WRITTEN REQUEST » Rewrite everything from the start of the records down to the line containing "(1013, 368)" as a two-column CSV headed entry and result. Give one row per record, with its text and its answer each in a single quoted field and line breaks turned into spaces.

DATA »
= = = = =
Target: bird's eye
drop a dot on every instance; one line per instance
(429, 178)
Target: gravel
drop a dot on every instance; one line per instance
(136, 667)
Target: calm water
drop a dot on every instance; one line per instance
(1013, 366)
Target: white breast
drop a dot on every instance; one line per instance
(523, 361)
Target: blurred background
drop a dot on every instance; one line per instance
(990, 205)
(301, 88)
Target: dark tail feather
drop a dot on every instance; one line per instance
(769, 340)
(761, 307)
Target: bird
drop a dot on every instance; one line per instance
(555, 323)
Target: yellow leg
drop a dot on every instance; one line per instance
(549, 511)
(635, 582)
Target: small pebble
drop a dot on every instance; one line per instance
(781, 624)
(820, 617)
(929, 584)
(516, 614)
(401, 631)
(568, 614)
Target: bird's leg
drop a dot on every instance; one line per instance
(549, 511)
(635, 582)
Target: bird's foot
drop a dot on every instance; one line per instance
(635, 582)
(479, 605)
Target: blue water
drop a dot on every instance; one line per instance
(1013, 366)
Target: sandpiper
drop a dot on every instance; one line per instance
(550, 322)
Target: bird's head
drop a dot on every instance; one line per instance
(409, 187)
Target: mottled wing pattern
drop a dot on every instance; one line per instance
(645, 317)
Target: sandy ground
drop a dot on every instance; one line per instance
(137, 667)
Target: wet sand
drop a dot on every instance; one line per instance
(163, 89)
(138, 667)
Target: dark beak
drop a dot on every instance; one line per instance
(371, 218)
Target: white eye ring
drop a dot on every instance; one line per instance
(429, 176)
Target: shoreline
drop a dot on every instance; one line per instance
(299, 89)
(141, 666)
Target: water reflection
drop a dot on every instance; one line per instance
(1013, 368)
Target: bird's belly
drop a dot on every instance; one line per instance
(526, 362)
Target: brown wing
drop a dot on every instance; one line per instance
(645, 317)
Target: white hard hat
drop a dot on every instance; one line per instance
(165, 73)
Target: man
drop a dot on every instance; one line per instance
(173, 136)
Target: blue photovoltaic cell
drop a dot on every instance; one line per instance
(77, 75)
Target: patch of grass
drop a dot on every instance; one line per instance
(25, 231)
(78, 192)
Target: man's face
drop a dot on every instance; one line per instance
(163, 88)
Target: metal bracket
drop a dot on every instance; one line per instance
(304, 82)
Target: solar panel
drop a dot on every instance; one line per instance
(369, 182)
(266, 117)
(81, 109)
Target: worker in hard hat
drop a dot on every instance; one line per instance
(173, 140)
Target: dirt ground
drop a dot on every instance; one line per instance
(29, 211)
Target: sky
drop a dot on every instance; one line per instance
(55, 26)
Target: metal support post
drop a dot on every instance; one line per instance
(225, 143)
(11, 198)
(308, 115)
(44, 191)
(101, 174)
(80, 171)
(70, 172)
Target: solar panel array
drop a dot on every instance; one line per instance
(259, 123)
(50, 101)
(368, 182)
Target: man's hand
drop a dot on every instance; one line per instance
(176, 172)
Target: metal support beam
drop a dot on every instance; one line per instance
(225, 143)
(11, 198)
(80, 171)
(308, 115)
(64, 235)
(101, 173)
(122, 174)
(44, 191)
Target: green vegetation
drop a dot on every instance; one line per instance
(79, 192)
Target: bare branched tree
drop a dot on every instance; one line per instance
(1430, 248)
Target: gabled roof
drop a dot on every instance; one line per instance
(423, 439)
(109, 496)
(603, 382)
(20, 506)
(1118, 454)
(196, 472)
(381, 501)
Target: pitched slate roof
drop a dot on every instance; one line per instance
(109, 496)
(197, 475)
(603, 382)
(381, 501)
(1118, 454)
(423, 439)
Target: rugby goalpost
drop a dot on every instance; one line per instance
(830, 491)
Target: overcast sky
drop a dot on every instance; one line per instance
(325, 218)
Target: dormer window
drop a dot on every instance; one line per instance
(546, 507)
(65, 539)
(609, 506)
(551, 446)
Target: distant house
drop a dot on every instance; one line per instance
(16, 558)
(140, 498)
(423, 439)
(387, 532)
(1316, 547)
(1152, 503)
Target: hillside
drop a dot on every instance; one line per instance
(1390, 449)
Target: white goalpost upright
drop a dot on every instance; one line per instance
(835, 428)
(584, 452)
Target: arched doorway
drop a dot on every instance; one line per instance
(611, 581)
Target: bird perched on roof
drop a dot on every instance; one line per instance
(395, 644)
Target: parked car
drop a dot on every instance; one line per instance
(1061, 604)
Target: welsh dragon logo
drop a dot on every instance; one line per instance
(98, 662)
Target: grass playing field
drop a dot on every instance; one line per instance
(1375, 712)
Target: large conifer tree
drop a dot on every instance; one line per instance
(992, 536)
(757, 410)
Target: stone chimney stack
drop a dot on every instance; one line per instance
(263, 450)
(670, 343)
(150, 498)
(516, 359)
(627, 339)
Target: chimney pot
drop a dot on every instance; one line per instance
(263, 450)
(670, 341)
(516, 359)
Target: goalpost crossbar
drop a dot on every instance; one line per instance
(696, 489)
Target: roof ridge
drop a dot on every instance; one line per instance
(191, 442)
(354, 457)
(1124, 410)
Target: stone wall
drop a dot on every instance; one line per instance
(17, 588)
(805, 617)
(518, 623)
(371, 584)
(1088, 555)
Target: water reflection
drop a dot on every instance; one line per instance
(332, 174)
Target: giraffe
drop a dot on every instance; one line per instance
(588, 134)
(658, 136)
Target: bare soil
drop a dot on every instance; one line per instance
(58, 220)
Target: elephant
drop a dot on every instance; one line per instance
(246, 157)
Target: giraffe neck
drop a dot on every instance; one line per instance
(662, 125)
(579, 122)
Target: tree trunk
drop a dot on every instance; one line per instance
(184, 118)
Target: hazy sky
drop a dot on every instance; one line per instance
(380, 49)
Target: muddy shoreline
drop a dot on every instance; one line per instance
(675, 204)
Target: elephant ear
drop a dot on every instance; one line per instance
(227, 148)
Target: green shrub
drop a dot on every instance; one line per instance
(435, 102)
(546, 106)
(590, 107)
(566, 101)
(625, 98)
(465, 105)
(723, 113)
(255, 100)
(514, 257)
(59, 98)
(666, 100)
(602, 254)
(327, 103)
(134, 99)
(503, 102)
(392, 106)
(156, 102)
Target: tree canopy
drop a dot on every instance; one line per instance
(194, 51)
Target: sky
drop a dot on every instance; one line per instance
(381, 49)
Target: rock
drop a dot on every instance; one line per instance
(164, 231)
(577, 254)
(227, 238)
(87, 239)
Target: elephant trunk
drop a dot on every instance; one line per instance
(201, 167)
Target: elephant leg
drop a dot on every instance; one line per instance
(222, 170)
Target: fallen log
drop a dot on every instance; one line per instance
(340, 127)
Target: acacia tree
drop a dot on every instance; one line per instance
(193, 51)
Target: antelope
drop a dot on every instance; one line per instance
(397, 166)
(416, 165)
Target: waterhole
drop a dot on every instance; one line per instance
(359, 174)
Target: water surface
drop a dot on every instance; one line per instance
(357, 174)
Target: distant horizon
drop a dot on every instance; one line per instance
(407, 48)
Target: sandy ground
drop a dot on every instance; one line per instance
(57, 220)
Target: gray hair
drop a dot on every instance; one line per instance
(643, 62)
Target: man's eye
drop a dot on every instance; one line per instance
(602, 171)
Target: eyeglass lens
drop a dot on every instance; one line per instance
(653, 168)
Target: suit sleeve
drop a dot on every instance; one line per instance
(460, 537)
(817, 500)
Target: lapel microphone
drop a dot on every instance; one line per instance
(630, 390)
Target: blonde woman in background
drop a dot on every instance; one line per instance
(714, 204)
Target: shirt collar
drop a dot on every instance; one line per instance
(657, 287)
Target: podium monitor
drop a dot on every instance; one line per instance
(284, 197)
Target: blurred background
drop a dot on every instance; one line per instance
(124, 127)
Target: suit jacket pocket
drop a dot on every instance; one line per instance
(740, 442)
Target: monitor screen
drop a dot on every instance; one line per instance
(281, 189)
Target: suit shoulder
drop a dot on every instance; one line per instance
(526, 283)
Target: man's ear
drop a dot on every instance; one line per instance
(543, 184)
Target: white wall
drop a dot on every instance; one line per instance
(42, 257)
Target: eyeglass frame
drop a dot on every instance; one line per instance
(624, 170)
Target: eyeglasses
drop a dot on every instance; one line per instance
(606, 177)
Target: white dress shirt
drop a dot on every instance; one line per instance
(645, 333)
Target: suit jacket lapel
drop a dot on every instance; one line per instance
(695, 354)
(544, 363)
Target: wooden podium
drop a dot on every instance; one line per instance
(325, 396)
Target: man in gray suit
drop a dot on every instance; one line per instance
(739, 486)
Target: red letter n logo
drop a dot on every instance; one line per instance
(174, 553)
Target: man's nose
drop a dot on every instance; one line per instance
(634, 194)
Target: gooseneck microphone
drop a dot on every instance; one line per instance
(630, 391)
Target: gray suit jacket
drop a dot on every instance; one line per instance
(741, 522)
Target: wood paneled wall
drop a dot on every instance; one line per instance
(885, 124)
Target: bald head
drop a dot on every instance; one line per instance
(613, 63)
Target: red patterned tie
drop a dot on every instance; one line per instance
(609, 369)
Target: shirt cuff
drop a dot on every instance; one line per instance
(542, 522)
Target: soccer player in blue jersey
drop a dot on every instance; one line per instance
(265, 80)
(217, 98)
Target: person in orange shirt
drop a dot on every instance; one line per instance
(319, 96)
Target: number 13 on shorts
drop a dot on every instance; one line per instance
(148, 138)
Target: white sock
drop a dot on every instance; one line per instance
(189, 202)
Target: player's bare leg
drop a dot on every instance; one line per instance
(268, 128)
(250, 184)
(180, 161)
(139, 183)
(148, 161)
= = = = =
FINAL RESULT »
entry,result
"Target: bird's eye drop a dot on every instance; one line per instance","(429, 178)"
"Target: gravel drop a dot on every instance; one line per instance","(136, 667)"
"Target: calm water drop a dot on every instance; one line per instance","(1013, 366)"
"Target: white breast drop a dot on every instance; one line per instance","(523, 361)"
"Target: blurred background drop a dot on every instance; one line per instance","(990, 205) (301, 88)"
"Target: dark tail feather drop a dot on every instance; one line per instance","(769, 340) (761, 307)"
"Target: bird drop a dot on every instance; one line per instance","(555, 323)"
"Target: yellow leg drop a dot on every instance; one line per instance","(549, 511) (635, 582)"
"Target: small pebble drop a dot on every instance; one line per instance","(781, 624) (820, 617) (929, 584) (516, 614) (401, 631) (568, 614)"
"Target: bird's leg drop a dot on every instance; one line per instance","(549, 511) (635, 582)"
"Target: bird's foot drop a dot on every instance; one line per instance","(635, 582) (479, 605)"
"Target: blue water drop a dot on every instance; one line per instance","(1013, 366)"
"Target: sandpiper drop a dot on every instance; one line per instance","(550, 322)"
"Target: bird's head drop a dot on every instance; one line per instance","(409, 187)"
"Target: mottled wing pattern drop a dot on every instance; one line per instance","(645, 317)"
"Target: sandy ground drop a dot on every instance; one line per instance","(137, 667)"
"Target: wet sand drop a dot on every instance; one line per instance","(163, 89) (138, 667)"
"Target: dark beak drop a dot on every instance; one line per instance","(371, 218)"
"Target: white eye ring drop a dot on every instance; one line per instance","(429, 176)"
"Target: shoreline drop a dot on every instance; one line per instance","(299, 89) (141, 666)"
"Target: water reflection drop a dot on every instance; one line per instance","(1013, 368)"